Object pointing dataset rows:
*****

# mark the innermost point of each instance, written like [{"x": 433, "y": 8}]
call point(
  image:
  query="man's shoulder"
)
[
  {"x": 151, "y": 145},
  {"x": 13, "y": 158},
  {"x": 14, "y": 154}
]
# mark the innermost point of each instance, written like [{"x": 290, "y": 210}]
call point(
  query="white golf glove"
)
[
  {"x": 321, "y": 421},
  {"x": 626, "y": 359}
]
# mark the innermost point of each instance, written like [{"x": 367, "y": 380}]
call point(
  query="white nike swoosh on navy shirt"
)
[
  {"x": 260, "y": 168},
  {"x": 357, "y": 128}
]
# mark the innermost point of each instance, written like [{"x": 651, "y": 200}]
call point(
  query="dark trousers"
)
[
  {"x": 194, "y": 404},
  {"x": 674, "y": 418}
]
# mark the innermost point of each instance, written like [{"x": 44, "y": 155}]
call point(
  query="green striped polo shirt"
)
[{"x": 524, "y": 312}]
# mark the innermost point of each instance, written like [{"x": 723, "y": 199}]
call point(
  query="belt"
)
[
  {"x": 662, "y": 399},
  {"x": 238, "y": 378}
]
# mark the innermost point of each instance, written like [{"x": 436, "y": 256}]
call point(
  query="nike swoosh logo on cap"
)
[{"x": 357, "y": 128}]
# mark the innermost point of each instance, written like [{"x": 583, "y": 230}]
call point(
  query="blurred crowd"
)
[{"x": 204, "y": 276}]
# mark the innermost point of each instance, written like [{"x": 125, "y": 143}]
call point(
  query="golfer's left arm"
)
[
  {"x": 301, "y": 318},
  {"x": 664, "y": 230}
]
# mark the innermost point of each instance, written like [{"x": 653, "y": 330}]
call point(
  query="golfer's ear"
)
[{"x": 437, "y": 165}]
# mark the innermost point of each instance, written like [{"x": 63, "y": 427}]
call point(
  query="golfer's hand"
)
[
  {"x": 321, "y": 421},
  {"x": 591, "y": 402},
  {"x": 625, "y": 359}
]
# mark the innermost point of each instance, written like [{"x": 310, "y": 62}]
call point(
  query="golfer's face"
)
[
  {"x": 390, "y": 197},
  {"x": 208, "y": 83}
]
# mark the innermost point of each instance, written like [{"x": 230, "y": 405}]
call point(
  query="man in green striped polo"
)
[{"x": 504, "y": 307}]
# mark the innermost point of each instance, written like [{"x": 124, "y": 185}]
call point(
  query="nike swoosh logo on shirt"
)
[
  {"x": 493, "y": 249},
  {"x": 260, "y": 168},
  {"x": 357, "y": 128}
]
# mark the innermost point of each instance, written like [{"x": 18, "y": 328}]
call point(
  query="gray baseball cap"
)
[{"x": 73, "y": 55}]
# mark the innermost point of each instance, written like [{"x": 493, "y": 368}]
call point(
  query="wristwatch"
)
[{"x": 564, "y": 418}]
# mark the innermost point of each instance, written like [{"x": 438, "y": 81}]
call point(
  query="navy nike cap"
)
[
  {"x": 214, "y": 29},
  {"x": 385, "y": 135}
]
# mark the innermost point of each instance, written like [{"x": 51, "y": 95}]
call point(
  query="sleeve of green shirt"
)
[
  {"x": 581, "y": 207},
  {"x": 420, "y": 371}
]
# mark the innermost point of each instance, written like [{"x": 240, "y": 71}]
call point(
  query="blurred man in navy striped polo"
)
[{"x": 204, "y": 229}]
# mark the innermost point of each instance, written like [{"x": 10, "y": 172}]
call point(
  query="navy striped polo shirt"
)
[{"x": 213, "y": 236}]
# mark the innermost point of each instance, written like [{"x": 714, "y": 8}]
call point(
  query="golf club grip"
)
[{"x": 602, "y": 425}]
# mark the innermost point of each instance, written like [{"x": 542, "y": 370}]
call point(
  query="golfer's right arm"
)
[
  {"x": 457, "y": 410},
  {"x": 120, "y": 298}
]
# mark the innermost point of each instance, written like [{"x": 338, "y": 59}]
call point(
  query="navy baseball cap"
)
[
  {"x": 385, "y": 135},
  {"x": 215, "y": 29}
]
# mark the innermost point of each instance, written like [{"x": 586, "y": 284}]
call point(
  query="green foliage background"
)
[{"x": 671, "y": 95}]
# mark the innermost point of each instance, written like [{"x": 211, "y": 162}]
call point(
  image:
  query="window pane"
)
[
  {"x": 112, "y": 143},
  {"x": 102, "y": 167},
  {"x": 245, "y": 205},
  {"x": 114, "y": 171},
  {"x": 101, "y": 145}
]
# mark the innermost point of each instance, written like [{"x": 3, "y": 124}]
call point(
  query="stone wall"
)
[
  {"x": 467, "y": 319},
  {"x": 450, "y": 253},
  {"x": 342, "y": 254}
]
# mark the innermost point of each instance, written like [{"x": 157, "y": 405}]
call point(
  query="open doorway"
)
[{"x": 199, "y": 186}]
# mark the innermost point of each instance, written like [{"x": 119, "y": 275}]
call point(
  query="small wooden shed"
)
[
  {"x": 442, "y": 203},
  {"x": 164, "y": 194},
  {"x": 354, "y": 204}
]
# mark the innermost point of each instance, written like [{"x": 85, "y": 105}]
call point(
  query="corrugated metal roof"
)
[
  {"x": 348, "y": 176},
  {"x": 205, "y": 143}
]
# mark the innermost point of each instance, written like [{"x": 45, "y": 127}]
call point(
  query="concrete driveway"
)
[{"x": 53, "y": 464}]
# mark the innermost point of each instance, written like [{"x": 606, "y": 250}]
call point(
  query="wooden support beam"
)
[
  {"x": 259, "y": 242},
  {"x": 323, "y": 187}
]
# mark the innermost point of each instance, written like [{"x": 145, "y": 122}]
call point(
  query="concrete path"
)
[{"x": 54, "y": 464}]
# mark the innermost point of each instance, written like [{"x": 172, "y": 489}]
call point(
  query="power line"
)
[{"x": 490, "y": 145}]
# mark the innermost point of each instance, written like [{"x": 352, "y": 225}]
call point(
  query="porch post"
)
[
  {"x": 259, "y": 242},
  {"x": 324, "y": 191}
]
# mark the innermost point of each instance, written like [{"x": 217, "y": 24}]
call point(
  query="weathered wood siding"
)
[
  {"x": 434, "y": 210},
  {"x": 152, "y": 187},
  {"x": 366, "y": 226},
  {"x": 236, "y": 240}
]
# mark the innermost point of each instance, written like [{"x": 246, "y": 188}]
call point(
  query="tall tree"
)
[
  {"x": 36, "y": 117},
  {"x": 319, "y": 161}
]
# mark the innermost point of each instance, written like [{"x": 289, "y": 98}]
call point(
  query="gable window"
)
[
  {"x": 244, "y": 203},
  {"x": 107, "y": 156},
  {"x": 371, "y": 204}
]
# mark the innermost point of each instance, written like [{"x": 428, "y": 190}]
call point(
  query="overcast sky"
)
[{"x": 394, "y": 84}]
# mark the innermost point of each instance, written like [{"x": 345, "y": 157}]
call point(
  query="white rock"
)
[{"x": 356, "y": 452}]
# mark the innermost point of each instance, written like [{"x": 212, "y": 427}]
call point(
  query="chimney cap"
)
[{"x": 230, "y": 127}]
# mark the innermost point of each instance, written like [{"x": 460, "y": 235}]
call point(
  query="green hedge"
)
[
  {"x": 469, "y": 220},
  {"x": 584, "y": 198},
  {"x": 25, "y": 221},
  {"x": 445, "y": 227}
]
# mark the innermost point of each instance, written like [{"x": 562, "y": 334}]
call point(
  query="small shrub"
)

*****

Exercise description:
In this exercise, repeat all entries exactly.

Answer to the task:
# mark the innermost point of each instance, written like [{"x": 433, "y": 8}]
call point(
  image:
  query="man's shoulder"
)
[
  {"x": 151, "y": 145},
  {"x": 13, "y": 158},
  {"x": 14, "y": 154}
]
# mark the innermost point of each instance, written like [{"x": 290, "y": 210}]
call point(
  query="white golf glove"
)
[
  {"x": 321, "y": 421},
  {"x": 626, "y": 359}
]
# mark the innermost point of each instance, written like [{"x": 367, "y": 380}]
call point(
  query="white nike swoosh on navy shirt"
)
[
  {"x": 260, "y": 168},
  {"x": 357, "y": 128}
]
# mark the innermost point of each instance, written like [{"x": 651, "y": 200}]
call point(
  query="dark trousers"
)
[
  {"x": 194, "y": 404},
  {"x": 674, "y": 418}
]
# mark the innermost point of each instance, written like [{"x": 44, "y": 155}]
call point(
  query="green striped polo shirt"
)
[{"x": 524, "y": 312}]
# mark the innermost point of each instance, written like [{"x": 723, "y": 199}]
call point(
  query="belt"
)
[
  {"x": 662, "y": 399},
  {"x": 238, "y": 378}
]
# mark the innermost point of each instance, written like [{"x": 436, "y": 256}]
call point(
  query="nike swoosh logo on cap"
)
[{"x": 357, "y": 128}]
# mark the innermost point of each instance, written like [{"x": 583, "y": 230}]
call point(
  query="blurred crowd"
)
[{"x": 204, "y": 276}]
# mark the innermost point of each instance, written like [{"x": 125, "y": 143}]
call point(
  query="golfer's left arm"
)
[
  {"x": 301, "y": 318},
  {"x": 664, "y": 230}
]
# mark the innermost point of each instance, written like [{"x": 653, "y": 330}]
call point(
  query="golfer's ear"
)
[{"x": 437, "y": 165}]
# mark the innermost point of each instance, written like [{"x": 63, "y": 427}]
call point(
  query="golfer's hand"
)
[
  {"x": 321, "y": 421},
  {"x": 591, "y": 402},
  {"x": 625, "y": 359}
]
# mark the innermost point of each instance, written like [{"x": 310, "y": 62}]
call point(
  query="golfer's face"
)
[
  {"x": 390, "y": 197},
  {"x": 208, "y": 83}
]
# mark the innermost point of each instance, written like [{"x": 230, "y": 405}]
call point(
  query="man in green striped polo"
)
[{"x": 504, "y": 307}]
# mark the innermost point of each instance, written like [{"x": 124, "y": 185}]
call point(
  query="nike swoosh logo on shirt"
)
[
  {"x": 493, "y": 249},
  {"x": 260, "y": 168},
  {"x": 357, "y": 128}
]
# mark the innermost point of each instance, written like [{"x": 18, "y": 328}]
call point(
  query="gray baseball cap"
)
[{"x": 73, "y": 55}]
# mark the innermost point of each instance, written like [{"x": 493, "y": 368}]
call point(
  query="wristwatch"
)
[{"x": 564, "y": 418}]
# mark the innermost point of each instance, written like [{"x": 438, "y": 81}]
call point(
  query="navy nike cap"
)
[
  {"x": 214, "y": 29},
  {"x": 385, "y": 135}
]
# mark the innermost point of each instance, written like [{"x": 51, "y": 95}]
call point(
  query="sleeve of green shirt"
)
[
  {"x": 581, "y": 207},
  {"x": 420, "y": 371}
]
# mark the innermost point of each instance, written like [{"x": 240, "y": 71}]
call point(
  query="blurred man in navy striped polo"
)
[{"x": 204, "y": 229}]
# mark the innermost point of each instance, written like [{"x": 10, "y": 172}]
call point(
  query="navy striped polo shirt"
)
[{"x": 213, "y": 236}]
# mark the innermost point of each instance, written like [{"x": 714, "y": 8}]
call point(
  query="golf club grip"
)
[{"x": 602, "y": 425}]
# mark the innermost point of each instance, written like [{"x": 542, "y": 370}]
call point(
  query="golfer's right arm"
)
[
  {"x": 457, "y": 410},
  {"x": 120, "y": 298}
]
# mark the innermost point of each instance, written like [{"x": 338, "y": 59}]
call point(
  query="navy baseball cap"
)
[
  {"x": 385, "y": 135},
  {"x": 215, "y": 29}
]
# mark the innermost point of each instance, written like [{"x": 586, "y": 284}]
call point(
  query="green foliage background"
)
[{"x": 671, "y": 95}]
# mark the innermost point of each instance, written like [{"x": 211, "y": 162}]
call point(
  image:
  query="window pane"
)
[
  {"x": 112, "y": 143},
  {"x": 102, "y": 167},
  {"x": 245, "y": 205},
  {"x": 114, "y": 171},
  {"x": 101, "y": 145}
]
# mark the innermost point of each instance, written like [{"x": 3, "y": 124}]
call point(
  query="stone wall"
)
[
  {"x": 467, "y": 319},
  {"x": 450, "y": 253},
  {"x": 342, "y": 254}
]
# mark the innermost point of each instance, written like [{"x": 157, "y": 405}]
call point(
  query="open doorway"
)
[{"x": 199, "y": 186}]
# mark the innermost point of each instance, written like [{"x": 119, "y": 275}]
call point(
  query="small wooden shed"
)
[
  {"x": 442, "y": 203},
  {"x": 164, "y": 194},
  {"x": 354, "y": 204}
]
# mark the innermost point of each instance, written like [{"x": 85, "y": 105}]
call point(
  query="corrugated metal roof"
)
[
  {"x": 348, "y": 176},
  {"x": 205, "y": 143}
]
# mark the innermost point of each instance, written like [{"x": 45, "y": 127}]
call point(
  query="concrete driveway"
)
[{"x": 53, "y": 464}]
# mark the innermost point of each instance, written like [{"x": 606, "y": 250}]
call point(
  query="wooden support beam"
)
[
  {"x": 259, "y": 242},
  {"x": 323, "y": 187}
]
# mark the innermost point of each instance, written like [{"x": 145, "y": 122}]
call point(
  query="concrete path"
)
[{"x": 54, "y": 464}]
# mark the innermost point of each instance, written like [{"x": 172, "y": 489}]
call point(
  query="power line"
)
[{"x": 490, "y": 145}]
# mark the innermost point of each instance, written like [{"x": 352, "y": 225}]
call point(
  query="porch post"
)
[
  {"x": 259, "y": 242},
  {"x": 324, "y": 191}
]
# mark the innermost point of each instance, written like [{"x": 217, "y": 24}]
call point(
  query="weathered wood siding"
)
[
  {"x": 434, "y": 210},
  {"x": 152, "y": 187},
  {"x": 366, "y": 226},
  {"x": 236, "y": 240}
]
# mark the innermost point of each instance, written like [{"x": 246, "y": 188}]
call point(
  query="tall tree"
)
[
  {"x": 36, "y": 117},
  {"x": 319, "y": 161}
]
# mark the innermost point of each instance, written like [{"x": 289, "y": 98}]
call point(
  query="gable window"
)
[
  {"x": 244, "y": 203},
  {"x": 107, "y": 156},
  {"x": 371, "y": 204}
]
# mark the innermost point of each instance, written like [{"x": 428, "y": 190}]
call point(
  query="overcast sky"
)
[{"x": 394, "y": 84}]
# mark the innermost point of each instance, written like [{"x": 345, "y": 157}]
call point(
  query="white rock"
)
[{"x": 356, "y": 452}]
# mark the innermost point of each instance, written like [{"x": 212, "y": 427}]
call point(
  query="chimney cap"
)
[{"x": 230, "y": 127}]
# mark the innermost point of each instance, written like [{"x": 460, "y": 235}]
call point(
  query="green hedge"
)
[
  {"x": 469, "y": 220},
  {"x": 584, "y": 198},
  {"x": 25, "y": 221},
  {"x": 445, "y": 227}
]
# mark the innermost point of each instance, written like [{"x": 562, "y": 334}]
call point(
  query="small shrub"
)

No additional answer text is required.